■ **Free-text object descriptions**
_ _ _
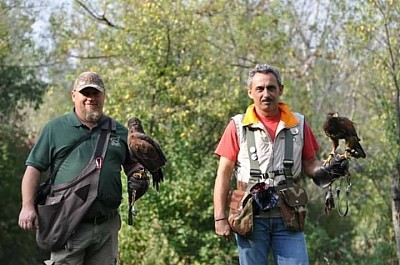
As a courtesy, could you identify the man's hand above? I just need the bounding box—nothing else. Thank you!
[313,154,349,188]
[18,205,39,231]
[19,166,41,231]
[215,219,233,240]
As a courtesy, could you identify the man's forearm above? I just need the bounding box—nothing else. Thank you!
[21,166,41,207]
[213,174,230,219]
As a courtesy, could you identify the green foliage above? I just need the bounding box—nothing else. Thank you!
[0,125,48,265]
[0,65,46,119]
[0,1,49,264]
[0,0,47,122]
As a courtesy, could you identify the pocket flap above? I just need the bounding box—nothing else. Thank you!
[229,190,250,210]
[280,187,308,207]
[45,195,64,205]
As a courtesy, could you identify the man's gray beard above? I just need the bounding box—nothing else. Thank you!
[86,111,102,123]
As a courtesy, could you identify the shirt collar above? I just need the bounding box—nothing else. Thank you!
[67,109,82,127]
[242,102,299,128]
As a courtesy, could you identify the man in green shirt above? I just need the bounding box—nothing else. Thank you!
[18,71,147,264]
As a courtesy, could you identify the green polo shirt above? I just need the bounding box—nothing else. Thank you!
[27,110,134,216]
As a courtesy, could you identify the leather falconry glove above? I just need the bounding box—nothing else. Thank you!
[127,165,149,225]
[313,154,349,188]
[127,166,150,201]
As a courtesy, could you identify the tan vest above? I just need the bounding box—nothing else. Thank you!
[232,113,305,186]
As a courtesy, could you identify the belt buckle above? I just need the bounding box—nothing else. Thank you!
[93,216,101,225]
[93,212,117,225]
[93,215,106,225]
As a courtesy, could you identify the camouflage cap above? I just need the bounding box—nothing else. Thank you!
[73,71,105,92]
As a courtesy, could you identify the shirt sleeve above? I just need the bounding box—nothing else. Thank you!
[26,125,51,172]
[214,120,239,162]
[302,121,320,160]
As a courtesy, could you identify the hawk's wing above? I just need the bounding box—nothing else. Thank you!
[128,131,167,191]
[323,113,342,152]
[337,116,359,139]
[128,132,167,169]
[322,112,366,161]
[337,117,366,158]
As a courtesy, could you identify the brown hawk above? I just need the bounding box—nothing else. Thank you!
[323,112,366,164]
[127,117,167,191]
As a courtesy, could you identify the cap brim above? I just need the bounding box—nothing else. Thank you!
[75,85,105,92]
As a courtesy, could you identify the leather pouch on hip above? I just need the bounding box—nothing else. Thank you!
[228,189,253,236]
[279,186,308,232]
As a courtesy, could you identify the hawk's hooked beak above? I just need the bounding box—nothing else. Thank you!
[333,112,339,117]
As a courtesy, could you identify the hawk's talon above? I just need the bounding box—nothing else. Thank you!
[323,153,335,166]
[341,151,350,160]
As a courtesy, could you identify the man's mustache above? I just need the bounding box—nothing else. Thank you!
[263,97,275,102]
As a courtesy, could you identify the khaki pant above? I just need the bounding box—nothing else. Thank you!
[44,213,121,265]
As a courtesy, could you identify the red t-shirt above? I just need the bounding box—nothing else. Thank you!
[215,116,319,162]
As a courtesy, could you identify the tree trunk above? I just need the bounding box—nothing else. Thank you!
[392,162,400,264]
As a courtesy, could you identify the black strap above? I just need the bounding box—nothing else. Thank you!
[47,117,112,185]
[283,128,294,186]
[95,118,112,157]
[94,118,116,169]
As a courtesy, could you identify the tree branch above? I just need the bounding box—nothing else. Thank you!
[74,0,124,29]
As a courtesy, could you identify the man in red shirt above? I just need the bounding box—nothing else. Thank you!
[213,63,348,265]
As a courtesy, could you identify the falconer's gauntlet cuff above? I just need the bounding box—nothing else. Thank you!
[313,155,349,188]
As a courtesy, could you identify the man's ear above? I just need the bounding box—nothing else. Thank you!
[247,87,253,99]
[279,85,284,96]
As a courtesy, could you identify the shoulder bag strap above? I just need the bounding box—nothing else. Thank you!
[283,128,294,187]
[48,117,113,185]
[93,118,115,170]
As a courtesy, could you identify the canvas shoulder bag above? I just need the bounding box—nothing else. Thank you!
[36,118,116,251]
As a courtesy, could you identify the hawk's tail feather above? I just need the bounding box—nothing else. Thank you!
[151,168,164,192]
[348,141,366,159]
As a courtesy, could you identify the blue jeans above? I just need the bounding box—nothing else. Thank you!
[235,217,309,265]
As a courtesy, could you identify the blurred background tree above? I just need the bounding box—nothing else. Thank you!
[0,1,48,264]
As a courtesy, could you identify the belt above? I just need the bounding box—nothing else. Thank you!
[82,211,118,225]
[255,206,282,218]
_ _ _
■ **Task instructions**
Leave the pictures out and output all of the data verbatim.

■ **Answer for the task**
As a courtesy, could you identify the man's hand above? I just need the bounding box—nothing else. Thank you!
[313,154,349,188]
[18,205,39,231]
[19,166,41,231]
[215,219,233,240]
As a courtesy, could you identify the man's forearm above? I just need the bounding box—nothing else. Thank you!
[21,166,41,207]
[213,174,230,219]
As a courtesy, could you identify the green foliage above? I just need the bounding box—nothing else. Thank you!
[0,125,48,265]
[0,65,46,119]
[0,1,49,264]
[0,0,47,122]
As a courtesy, could you identify the pocket flap above? I just need the bounding box—nothing else. Thank you!
[229,190,250,210]
[280,187,308,207]
[45,195,64,205]
As a courtesy, could you identify the man's gray beard above? I just need the bounding box—nothing else. Thank you!
[86,111,102,123]
As a courtesy, could you identify the shirt collar above? I just need the bounding box—nothing else. Thank you!
[67,109,82,127]
[242,102,299,128]
As a courtesy, could you identify the man in green shirt above? I just need the bounding box—nothing else. Thank you!
[18,71,147,264]
As a courtesy, could you identify the green polo shirt above? I just need the bounding box—nothing else. Thank you!
[27,110,134,216]
As a courtesy, could you identify the leather falconry glove above? I just need the bounding box—nothing else. Thank you!
[127,165,149,225]
[313,154,349,188]
[127,166,150,201]
As a courtesy, could you identify the tan vest above? I just need the bounding box—nothing else. Thank you!
[232,113,305,186]
As a courtesy, could you identify the belt buckle above? I just need the bounding box—nothing else. Thank you!
[93,216,101,225]
[93,212,117,225]
[93,215,106,225]
As a courtesy, could you identify the camouflage cap above? I just need the bounding box—nothing else. Thank you!
[73,71,105,92]
As a courtesy, could you identify the shirt sleeve above? I just need the bounding box—nothing else. Thank you!
[26,125,51,172]
[214,120,239,162]
[302,121,320,160]
As a courtesy, could you identify the hawk's wing above? I just need the bounding box—nothing else. Thank you!
[128,131,167,191]
[323,113,342,152]
[337,116,359,139]
[128,132,167,169]
[322,112,366,161]
[337,117,366,158]
As a courtesy, could you identify the brown hawk above? I just need the bounding box—nothing else. Thank you!
[323,112,366,164]
[127,117,167,191]
As a courtesy, could you identify the cap brim above? I just need the bounding box—nothing else. Thank you!
[75,85,105,92]
As a courtesy, could you identify the leather pouch on hip above? I just need the bounding box—nothing else. Thank you!
[228,189,253,236]
[279,186,308,232]
As a courtesy, could you identify the hawk's hooked beak above? I just need the bounding box—nothing else. Thank you!
[333,112,339,117]
As a courtesy, could you identify the hawk's talon above? I just need the bounding box—nothing else. Thank you!
[323,153,335,166]
[341,151,350,160]
As a courtesy, could you identify the man's mustache above? I just need the bounding box—nothing else. Thank you!
[263,97,275,102]
As a courtesy, could you identify the khaki pant above? I just need the bounding box—nothing else. Thank you!
[44,213,121,265]
As a courtesy, could you identify the red t-shirt above? I just need the bounding box—nothing else. Thank you!
[215,116,319,162]
As a courtesy, could you identify the tree trunk above? I just need the bounding box—nothing else. Thank you!
[392,162,400,264]
As a courtesy, could you identify the black strap above? I just need the bounding box—nothing else. Thank you!
[47,117,112,185]
[283,128,294,186]
[95,118,112,157]
[94,118,116,169]
As a courtesy, could you identify the tree branch above? I just need the bounding box—nothing else. Thank you!
[74,0,124,29]
As a courtesy, could you identify the man in red shirt above? I just need the bounding box—nothing else. Thank you!
[213,63,348,265]
As a courtesy, could you identify the falconer's gauntlet cuff above? I just need the bounding box—nothing else. Thank you!
[313,155,349,188]
As a courtesy, could you identify the man's ear above? I just need the bounding box—nothing else. Thank you!
[247,87,253,99]
[279,85,284,96]
As a courtesy, could you identify the shoulder bag strap above? I just need the bounding box—nothing else. Thank you!
[283,128,294,187]
[48,117,113,185]
[93,118,115,170]
As a courtesy, could you identify the canvas shoulder bag above? I just need the bounding box—nothing else. Thank you!
[36,118,116,251]
As a courtesy, could you identify the hawk's tail feather above? I just need the bounding box—nothing else. Thank you!
[151,168,164,192]
[348,141,366,159]
As a courtesy, could you identify the blue jeans above? I just need the bounding box—nothing else. Thank you!
[235,217,309,265]
As a courtesy, could you identify the blurred background tree above? I just need the bounding box—nothing else. Thank you!
[0,1,48,264]
As a courtesy, could you identify the belt above? I just need the bounding box—nothing else. Thank you!
[82,211,118,225]
[255,206,282,218]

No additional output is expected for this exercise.